▶ Short problem A: Pull out the part of the comic review that begins at the words "I’m glad I stepped" and stops after "of their situation.", keeping every word as it is.
▶ Short problem B: Copy the records word for word, starting at the beginning of the records and stopping after the line that has "(1023, 288)".

The titular King City is an enormous metropolis in an indeterminate future, populated entirely by thieves, spies and the like (and every building and character look amazing. Brandon Graham layers on the detail and doesn’t spare the design for even the most minor of characters, and yet it all looks super clean and uncluttered). Main character Joe is a thief who left the city for as-yet undisclosed reasons some time ago and has returned as a cat master, that is one who employs a size-and-shape-changing superintelligent cat as an all-purpose tool and weapon. He begins to reintegrate himself into the city, hooks up with his old buddy Pete (possibly a luchadore) and gets embroiled in some sort of plot involving aliens and an evil old man that is still panning out. And there’s his lost love Anna and her war hero boyfriend Max, too.
 
I’m glad I stepped away from this for a second, because I think I figured out what’s great about this comic: it’s full of ridiculous ideas (guy with a shape-changing cat! Street gang based on owls! Ex-KGB sasquatch running a hidden bar!) and loaded with sight gags and ludicrous situations but the characters themselves are not ridiculous – they aren’t mugging at the camera. Anna’s job might be painting mustaches on billboards, but she comes off as someone who has a job that they love, not as a gag. The story and the characters could easily be translated to, say, a noir setting. They are independent of their situation.

▶ Coordinate label data:

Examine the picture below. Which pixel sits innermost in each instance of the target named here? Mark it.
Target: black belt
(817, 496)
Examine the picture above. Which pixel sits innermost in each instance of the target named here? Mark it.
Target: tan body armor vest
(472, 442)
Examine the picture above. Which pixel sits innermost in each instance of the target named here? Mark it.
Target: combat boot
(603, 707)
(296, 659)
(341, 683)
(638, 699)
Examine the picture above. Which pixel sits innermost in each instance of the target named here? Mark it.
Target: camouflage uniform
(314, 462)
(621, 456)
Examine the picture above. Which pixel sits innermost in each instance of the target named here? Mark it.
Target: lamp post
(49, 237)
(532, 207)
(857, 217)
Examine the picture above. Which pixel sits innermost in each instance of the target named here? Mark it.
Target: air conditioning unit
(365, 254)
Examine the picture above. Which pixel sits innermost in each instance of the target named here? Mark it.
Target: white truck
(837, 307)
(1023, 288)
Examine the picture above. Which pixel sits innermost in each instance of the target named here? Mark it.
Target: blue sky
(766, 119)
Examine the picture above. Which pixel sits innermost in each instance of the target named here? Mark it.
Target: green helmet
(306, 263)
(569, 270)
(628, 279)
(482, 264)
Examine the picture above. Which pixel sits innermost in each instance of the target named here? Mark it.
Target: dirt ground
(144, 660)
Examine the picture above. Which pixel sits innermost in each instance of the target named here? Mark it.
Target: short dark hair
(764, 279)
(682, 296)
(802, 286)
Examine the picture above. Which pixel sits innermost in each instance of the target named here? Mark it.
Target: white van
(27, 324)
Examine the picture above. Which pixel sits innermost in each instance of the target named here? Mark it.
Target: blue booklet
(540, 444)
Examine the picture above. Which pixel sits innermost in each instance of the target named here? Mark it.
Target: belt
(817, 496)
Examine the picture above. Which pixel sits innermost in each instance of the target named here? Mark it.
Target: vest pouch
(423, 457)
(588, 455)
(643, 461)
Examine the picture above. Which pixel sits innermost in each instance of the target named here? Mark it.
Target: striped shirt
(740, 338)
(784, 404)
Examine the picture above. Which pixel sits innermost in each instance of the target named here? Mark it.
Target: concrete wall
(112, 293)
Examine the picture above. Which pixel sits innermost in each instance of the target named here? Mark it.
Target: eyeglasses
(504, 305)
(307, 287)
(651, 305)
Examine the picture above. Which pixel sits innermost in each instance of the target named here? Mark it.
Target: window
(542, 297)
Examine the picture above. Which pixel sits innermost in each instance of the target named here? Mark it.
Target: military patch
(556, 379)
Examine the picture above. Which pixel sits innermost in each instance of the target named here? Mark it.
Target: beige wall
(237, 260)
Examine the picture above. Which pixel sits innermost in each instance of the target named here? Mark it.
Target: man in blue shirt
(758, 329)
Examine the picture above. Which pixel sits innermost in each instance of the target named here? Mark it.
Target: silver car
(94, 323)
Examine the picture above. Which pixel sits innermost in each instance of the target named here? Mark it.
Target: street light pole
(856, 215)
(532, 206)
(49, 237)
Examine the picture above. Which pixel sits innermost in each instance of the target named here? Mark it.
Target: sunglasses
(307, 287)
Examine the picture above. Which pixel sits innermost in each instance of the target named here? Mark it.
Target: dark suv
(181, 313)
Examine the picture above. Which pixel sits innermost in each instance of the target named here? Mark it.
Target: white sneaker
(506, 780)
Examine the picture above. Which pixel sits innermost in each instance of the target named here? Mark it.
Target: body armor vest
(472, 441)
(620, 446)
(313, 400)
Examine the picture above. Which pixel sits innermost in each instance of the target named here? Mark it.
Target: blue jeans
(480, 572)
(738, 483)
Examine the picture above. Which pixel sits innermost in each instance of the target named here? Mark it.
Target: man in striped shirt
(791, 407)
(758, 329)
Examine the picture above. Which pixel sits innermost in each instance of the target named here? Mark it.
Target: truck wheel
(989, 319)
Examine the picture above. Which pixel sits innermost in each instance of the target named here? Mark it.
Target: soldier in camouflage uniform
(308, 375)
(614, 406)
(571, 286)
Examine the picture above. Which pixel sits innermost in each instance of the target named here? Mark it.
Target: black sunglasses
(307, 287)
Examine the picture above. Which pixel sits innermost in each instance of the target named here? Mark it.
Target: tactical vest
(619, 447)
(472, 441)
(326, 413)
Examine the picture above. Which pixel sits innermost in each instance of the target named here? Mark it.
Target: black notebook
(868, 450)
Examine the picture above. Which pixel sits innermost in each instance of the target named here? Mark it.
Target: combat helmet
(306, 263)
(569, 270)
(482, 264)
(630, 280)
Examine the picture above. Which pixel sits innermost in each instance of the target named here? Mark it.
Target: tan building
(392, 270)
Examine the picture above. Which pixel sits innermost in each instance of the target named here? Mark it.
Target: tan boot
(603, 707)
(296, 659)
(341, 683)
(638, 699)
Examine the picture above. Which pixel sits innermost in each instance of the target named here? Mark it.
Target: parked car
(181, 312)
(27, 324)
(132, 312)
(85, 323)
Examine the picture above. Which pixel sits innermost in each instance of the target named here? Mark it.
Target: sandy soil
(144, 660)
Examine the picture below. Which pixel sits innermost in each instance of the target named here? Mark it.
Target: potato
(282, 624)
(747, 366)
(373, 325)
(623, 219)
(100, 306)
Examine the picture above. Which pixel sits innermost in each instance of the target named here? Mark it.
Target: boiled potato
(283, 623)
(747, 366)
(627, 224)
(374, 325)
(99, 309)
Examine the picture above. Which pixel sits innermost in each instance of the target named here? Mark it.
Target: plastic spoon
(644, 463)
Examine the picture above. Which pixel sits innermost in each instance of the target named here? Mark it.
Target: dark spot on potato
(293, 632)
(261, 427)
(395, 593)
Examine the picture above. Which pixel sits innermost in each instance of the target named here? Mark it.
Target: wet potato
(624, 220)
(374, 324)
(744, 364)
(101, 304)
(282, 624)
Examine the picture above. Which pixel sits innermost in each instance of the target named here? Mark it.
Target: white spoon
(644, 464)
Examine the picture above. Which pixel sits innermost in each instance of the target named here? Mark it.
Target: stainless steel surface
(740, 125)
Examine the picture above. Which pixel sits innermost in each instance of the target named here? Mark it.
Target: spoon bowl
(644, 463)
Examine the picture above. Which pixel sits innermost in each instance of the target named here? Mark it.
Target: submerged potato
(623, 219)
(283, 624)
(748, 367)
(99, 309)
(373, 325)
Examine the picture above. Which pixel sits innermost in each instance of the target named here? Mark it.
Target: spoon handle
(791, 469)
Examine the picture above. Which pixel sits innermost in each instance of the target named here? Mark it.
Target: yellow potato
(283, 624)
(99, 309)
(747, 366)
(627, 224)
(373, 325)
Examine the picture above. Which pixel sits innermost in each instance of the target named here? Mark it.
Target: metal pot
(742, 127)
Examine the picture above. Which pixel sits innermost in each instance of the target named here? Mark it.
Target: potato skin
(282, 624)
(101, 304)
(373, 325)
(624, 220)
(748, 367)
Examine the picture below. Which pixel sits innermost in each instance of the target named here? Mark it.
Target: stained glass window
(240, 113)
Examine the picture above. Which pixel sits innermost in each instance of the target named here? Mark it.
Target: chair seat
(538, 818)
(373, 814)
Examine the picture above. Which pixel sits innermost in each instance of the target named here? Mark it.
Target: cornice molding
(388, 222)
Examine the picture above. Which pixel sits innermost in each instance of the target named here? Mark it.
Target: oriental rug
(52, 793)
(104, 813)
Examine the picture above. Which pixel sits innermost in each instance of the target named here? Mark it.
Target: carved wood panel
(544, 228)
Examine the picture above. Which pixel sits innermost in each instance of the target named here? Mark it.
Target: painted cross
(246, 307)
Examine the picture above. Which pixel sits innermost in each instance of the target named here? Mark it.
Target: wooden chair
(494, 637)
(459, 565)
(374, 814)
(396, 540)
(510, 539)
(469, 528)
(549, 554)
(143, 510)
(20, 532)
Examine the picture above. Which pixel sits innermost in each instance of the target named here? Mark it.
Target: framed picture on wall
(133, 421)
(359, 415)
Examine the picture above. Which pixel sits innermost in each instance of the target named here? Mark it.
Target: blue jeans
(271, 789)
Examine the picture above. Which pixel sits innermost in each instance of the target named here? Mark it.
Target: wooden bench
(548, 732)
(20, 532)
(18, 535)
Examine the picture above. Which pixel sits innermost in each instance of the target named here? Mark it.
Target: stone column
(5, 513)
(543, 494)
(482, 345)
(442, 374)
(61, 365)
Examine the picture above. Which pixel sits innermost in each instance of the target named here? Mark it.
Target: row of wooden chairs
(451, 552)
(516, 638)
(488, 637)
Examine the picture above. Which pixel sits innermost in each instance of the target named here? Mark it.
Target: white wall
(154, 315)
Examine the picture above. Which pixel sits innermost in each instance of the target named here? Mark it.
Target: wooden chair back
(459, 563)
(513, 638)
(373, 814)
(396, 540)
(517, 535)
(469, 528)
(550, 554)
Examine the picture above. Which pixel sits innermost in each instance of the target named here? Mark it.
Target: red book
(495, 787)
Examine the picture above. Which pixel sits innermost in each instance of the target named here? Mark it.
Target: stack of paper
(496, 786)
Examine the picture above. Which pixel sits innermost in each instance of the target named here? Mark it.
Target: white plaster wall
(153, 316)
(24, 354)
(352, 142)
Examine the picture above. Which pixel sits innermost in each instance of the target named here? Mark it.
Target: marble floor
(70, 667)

▶ Written reply A:
I’m glad I stepped away from this for a second, because I think I figured out what’s great about this comic: it’s full of ridiculous ideas (guy with a shape-changing cat! Street gang based on owls! Ex-KGB sasquatch running a hidden bar!) and loaded with sight gags and ludicrous situations but the characters themselves are not ridiculous – they aren’t mugging at the camera. Anna’s job might be painting mustaches on billboards, but she comes off as someone who has a job that they love, not as a gag. The story and the characters could easily be translated to, say, a noir setting. They are independent of their situation.

▶ Written reply B:
Examine the picture below. Which pixel sits innermost in each instance of the target named here? Mark it.
Target: black belt
(817, 496)
Examine the picture above. Which pixel sits innermost in each instance of the target named here? Mark it.
Target: tan body armor vest
(472, 442)
Examine the picture above. Which pixel sits innermost in each instance of the target named here? Mark it.
Target: combat boot
(603, 707)
(296, 659)
(341, 683)
(638, 699)
Examine the picture above. Which pixel sits innermost in each instance of the target named here? Mark it.
Target: camouflage uniform
(314, 462)
(621, 456)
Examine the picture above. Which pixel sits innermost in each instance of the target named here? Mark it.
Target: lamp post
(49, 237)
(532, 207)
(857, 217)
Examine the picture above. Which pixel sits innermost in each instance of the target named here? Mark it.
Target: air conditioning unit
(365, 254)
Examine the picture above. Which pixel sits innermost in each instance of the target named here? Mark it.
Target: white truck
(837, 307)
(1023, 288)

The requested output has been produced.